-- Exercise tasks --
1. According to the page on solving exponential equations with like bases, what can be done with the exponents when the bases are alike?
2. Transcribe the page on solving exponential equations with like bases, starting at "In some cases, we" and ending at "the resulting equation.".
3. Finish out the next part of the page on solving exponential equations with like bases, continuing from its final line.

-- Selected passage --
☆ ☆ ☆ ☆ ☆ ☆ ☆

### About Solving Exponential Equations with Like Bases:

In some cases, we will be asked to solve exponential equations with like bases. To do this, we can use a simple rule that tells us: if ay = ax, then x = y (a is greater than 0 and a is not equal to 1). So basically, if we have like bases, we can set the exponents equal to each other and solve the resulting equation.

Test Objectives
• Demonstrate an understanding of the rules of exponents
• Demonstrate the ability to solve exponential equations with like bases
Solving Exponential Equations with Like Bases Practice Test:

#1:

Instructions: Solve each equation.

$$a)\hspace{.2em}16^{2x + 1}\cdot 64=64$$

$$b)\hspace{.2em}\left(\frac{1}{216}\right)^{-2x}\cdot 216^{-3x}=36^{x - 1}$$

#2:

Instructions: Solve each equation.

☆ ☆ ☆ ☆ ☆ ☆ ☆

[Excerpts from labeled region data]
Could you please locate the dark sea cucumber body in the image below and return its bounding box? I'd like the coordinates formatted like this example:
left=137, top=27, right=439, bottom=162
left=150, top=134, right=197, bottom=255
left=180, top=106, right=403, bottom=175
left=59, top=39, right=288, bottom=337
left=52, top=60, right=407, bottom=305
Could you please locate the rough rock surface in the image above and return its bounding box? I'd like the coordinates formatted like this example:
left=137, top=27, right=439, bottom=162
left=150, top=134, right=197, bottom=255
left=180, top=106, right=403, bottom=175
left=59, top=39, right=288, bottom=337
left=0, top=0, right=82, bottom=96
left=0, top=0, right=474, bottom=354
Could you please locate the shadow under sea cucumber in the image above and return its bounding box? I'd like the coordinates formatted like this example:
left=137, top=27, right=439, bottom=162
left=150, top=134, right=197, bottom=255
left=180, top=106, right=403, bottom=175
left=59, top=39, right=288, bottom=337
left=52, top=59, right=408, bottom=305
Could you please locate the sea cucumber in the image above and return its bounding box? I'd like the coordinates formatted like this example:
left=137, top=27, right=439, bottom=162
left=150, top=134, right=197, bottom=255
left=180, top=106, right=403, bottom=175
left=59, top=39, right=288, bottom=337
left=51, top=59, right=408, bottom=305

☆ ☆ ☆ ☆ ☆ ☆ ☆

-- Written responses --
1. The exponents can be set equal to each other, and the resulting equation can then be solved.

2.
In some cases, we will be asked to solve exponential equations with like bases. To do this, we can use a simple rule that tells us: if ay = ax, then x = y (a is greater than 0 and a is not equal to 1). So basically, if we have like bases, we can set the exponents equal to each other and solve the resulting equation.

3.
$$a)\hspace{.2em}9 \cdot 81^{1 - 3x}=81^{-2x}$$

$$b)\hspace{.2em}4^{-x - 2}\cdot 4=8$$

#3:

Instructions: Solve each equation.

$$a)\hspace{.2em}243^{2x}\cdot 81^x=243$$

$$b)\hspace{.2em}\left(\frac{1}{25}\right)^{x - 3}\cdot \left(\frac{1}{125}\right)^{2x}=125$$

#4:

Instructions: Solve each equation.

$$a)\hspace{.2em}81^{-2x - 3}\cdot 81^{-x}=\frac{1}{3}$$

$$b)\hspace{.2em}\frac{1}{8}\cdot 64^{-x}=64$$

#5:

Instructions: Solve each equation.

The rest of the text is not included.